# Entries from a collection
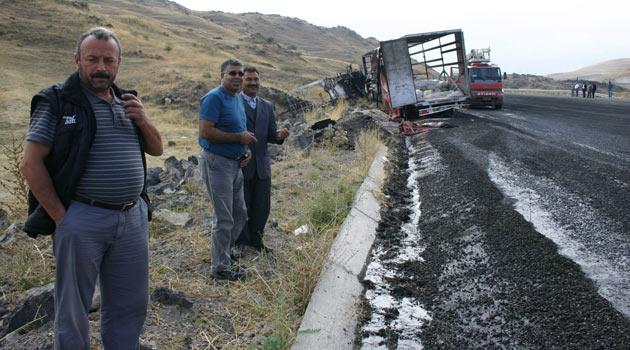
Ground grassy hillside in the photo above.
[0,0,375,139]
[0,0,375,206]
[547,58,630,83]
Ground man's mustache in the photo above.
[90,72,111,79]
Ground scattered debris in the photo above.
[151,287,194,309]
[0,283,55,336]
[293,224,310,236]
[153,209,193,227]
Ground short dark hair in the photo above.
[243,66,260,75]
[75,27,122,59]
[221,58,243,73]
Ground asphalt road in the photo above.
[357,96,630,349]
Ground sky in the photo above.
[175,0,630,75]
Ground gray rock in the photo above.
[3,283,55,334]
[164,156,184,181]
[0,208,11,227]
[0,222,24,248]
[293,132,313,150]
[153,209,193,227]
[151,287,194,309]
[147,167,162,186]
[147,182,175,195]
[267,143,283,161]
[0,306,9,320]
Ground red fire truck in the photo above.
[467,48,503,109]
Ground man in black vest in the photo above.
[236,67,289,252]
[21,28,163,350]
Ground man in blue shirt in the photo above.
[199,59,256,280]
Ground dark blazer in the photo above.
[241,95,284,180]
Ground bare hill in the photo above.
[0,0,377,139]
[547,58,630,83]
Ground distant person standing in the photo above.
[608,80,612,99]
[582,82,586,98]
[199,59,256,280]
[21,27,162,350]
[236,67,289,252]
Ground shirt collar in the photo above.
[241,91,258,102]
[81,86,122,105]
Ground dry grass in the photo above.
[136,124,380,349]
[0,0,388,349]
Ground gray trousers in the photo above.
[53,200,149,350]
[236,176,271,248]
[199,151,247,273]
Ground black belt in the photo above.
[72,194,138,211]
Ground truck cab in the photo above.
[467,48,503,109]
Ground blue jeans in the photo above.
[53,199,149,350]
[199,151,247,273]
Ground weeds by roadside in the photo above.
[0,133,28,218]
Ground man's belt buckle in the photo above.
[120,201,136,211]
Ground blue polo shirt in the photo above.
[199,86,247,158]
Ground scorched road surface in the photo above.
[357,96,630,349]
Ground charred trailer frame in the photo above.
[363,29,470,126]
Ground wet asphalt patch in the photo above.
[357,117,630,349]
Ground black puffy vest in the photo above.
[24,72,151,238]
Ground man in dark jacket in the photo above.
[236,67,289,252]
[21,28,162,349]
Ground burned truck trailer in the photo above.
[363,29,469,120]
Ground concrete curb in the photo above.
[292,146,387,350]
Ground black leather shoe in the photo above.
[212,269,245,281]
[254,244,273,254]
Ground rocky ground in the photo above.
[0,106,386,350]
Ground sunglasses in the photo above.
[225,70,245,77]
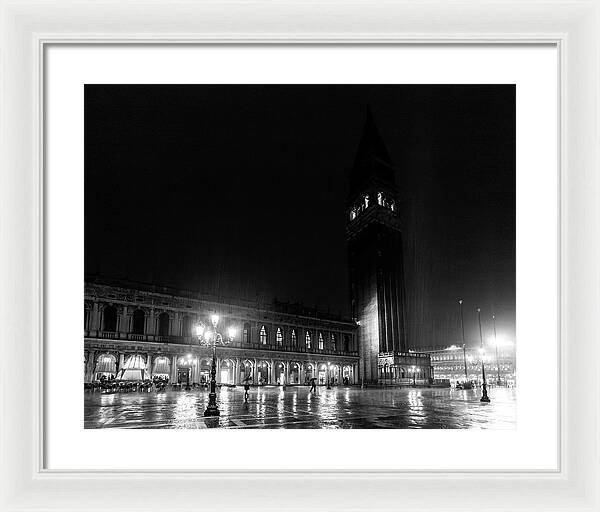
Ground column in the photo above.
[169,311,179,336]
[171,356,177,384]
[117,306,129,332]
[88,302,101,331]
[84,350,96,382]
[146,352,153,379]
[146,309,156,334]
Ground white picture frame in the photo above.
[0,0,600,511]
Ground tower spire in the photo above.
[350,105,396,194]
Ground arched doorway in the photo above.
[102,306,117,332]
[304,363,315,384]
[274,363,287,386]
[256,361,269,386]
[93,354,117,380]
[219,359,233,384]
[158,311,169,336]
[198,359,212,385]
[329,364,341,386]
[317,364,327,386]
[115,354,150,381]
[240,359,253,383]
[290,363,300,384]
[177,354,196,387]
[131,309,146,335]
[342,365,353,386]
[152,356,171,382]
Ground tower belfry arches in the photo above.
[346,108,407,382]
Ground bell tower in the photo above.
[346,108,406,382]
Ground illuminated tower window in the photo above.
[260,325,267,345]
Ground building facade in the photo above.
[346,106,412,382]
[84,279,359,385]
[422,344,517,387]
[84,110,433,384]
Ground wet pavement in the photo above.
[84,386,516,429]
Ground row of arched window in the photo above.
[242,323,350,351]
[84,306,175,336]
[84,305,350,351]
[350,192,396,220]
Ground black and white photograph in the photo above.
[82,84,516,430]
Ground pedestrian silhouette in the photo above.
[244,377,252,402]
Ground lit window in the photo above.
[260,325,267,345]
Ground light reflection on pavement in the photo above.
[84,386,516,429]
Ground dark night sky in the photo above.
[85,85,515,347]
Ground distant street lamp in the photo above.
[458,299,469,381]
[196,315,235,416]
[492,315,502,386]
[477,308,490,402]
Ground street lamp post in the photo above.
[196,315,234,416]
[458,299,469,382]
[477,308,490,402]
[492,315,502,386]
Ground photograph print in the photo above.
[83,84,517,429]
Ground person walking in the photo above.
[244,377,252,402]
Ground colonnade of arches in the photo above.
[84,350,358,385]
[84,301,356,353]
[379,364,431,384]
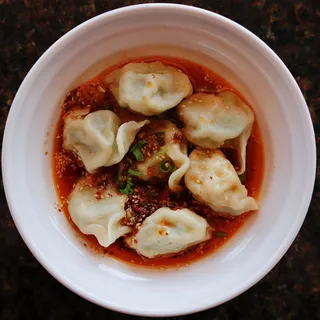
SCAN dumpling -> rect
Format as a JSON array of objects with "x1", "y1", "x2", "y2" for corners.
[
  {"x1": 178, "y1": 90, "x2": 254, "y2": 175},
  {"x1": 125, "y1": 208, "x2": 211, "y2": 259},
  {"x1": 68, "y1": 180, "x2": 132, "y2": 247},
  {"x1": 105, "y1": 61, "x2": 193, "y2": 116},
  {"x1": 184, "y1": 148, "x2": 259, "y2": 216},
  {"x1": 63, "y1": 110, "x2": 149, "y2": 173},
  {"x1": 136, "y1": 120, "x2": 190, "y2": 192}
]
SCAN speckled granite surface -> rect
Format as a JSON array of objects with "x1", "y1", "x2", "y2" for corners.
[{"x1": 0, "y1": 0, "x2": 320, "y2": 320}]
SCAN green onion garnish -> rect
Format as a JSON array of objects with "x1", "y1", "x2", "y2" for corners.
[
  {"x1": 117, "y1": 176, "x2": 126, "y2": 189},
  {"x1": 214, "y1": 231, "x2": 228, "y2": 237},
  {"x1": 155, "y1": 132, "x2": 164, "y2": 145},
  {"x1": 239, "y1": 173, "x2": 246, "y2": 184},
  {"x1": 119, "y1": 178, "x2": 134, "y2": 195},
  {"x1": 160, "y1": 160, "x2": 177, "y2": 173},
  {"x1": 130, "y1": 141, "x2": 147, "y2": 161},
  {"x1": 157, "y1": 146, "x2": 167, "y2": 156},
  {"x1": 128, "y1": 169, "x2": 142, "y2": 177}
]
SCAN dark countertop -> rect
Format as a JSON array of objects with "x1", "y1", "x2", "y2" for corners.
[{"x1": 0, "y1": 0, "x2": 320, "y2": 320}]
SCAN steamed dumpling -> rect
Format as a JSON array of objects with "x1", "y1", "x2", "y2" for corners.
[
  {"x1": 184, "y1": 148, "x2": 259, "y2": 216},
  {"x1": 63, "y1": 110, "x2": 149, "y2": 173},
  {"x1": 136, "y1": 120, "x2": 190, "y2": 192},
  {"x1": 106, "y1": 61, "x2": 193, "y2": 116},
  {"x1": 68, "y1": 180, "x2": 132, "y2": 247},
  {"x1": 178, "y1": 90, "x2": 254, "y2": 174},
  {"x1": 125, "y1": 208, "x2": 211, "y2": 259}
]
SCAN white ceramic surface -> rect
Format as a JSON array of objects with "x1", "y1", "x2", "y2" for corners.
[{"x1": 2, "y1": 4, "x2": 316, "y2": 316}]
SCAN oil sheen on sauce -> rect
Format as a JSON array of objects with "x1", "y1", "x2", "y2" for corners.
[{"x1": 53, "y1": 56, "x2": 264, "y2": 268}]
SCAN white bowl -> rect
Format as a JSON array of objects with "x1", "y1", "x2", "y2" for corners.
[{"x1": 2, "y1": 4, "x2": 316, "y2": 316}]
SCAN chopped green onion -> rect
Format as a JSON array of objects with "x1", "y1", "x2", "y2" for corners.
[
  {"x1": 119, "y1": 178, "x2": 134, "y2": 195},
  {"x1": 155, "y1": 132, "x2": 164, "y2": 145},
  {"x1": 157, "y1": 146, "x2": 167, "y2": 156},
  {"x1": 214, "y1": 231, "x2": 228, "y2": 237},
  {"x1": 128, "y1": 169, "x2": 142, "y2": 177},
  {"x1": 160, "y1": 160, "x2": 177, "y2": 173},
  {"x1": 117, "y1": 176, "x2": 126, "y2": 189},
  {"x1": 130, "y1": 141, "x2": 147, "y2": 161},
  {"x1": 103, "y1": 102, "x2": 112, "y2": 110},
  {"x1": 239, "y1": 173, "x2": 246, "y2": 184}
]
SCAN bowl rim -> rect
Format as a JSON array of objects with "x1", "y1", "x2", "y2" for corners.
[{"x1": 1, "y1": 3, "x2": 316, "y2": 317}]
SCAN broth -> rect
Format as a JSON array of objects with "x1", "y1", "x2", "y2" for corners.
[{"x1": 53, "y1": 57, "x2": 264, "y2": 268}]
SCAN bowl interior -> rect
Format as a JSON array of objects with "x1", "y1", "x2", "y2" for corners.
[{"x1": 3, "y1": 5, "x2": 315, "y2": 316}]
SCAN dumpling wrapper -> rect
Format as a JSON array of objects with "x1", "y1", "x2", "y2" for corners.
[
  {"x1": 136, "y1": 120, "x2": 190, "y2": 192},
  {"x1": 125, "y1": 208, "x2": 211, "y2": 259},
  {"x1": 68, "y1": 180, "x2": 132, "y2": 247},
  {"x1": 63, "y1": 110, "x2": 149, "y2": 173},
  {"x1": 105, "y1": 61, "x2": 193, "y2": 116},
  {"x1": 178, "y1": 90, "x2": 254, "y2": 175},
  {"x1": 184, "y1": 148, "x2": 259, "y2": 216}
]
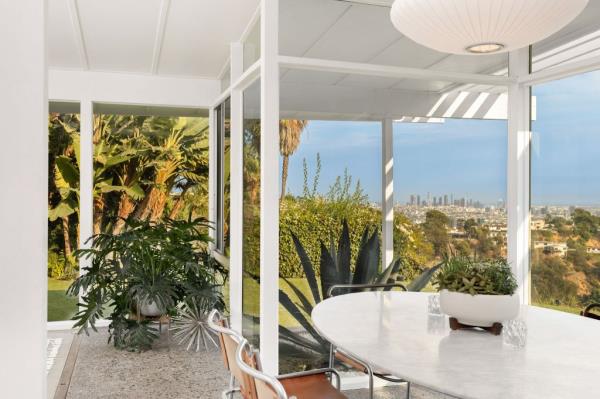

# AIM OF THE EXERCISE
Pull out every line in the rows above that contains the word "truck", and copy each one in full. Case counts.

# RESPONSE TO THE EXERCISE
Ground red fire truck in the photo above.
Ground truck cab in the photo above.
Ground burned truck trailer in the photo above.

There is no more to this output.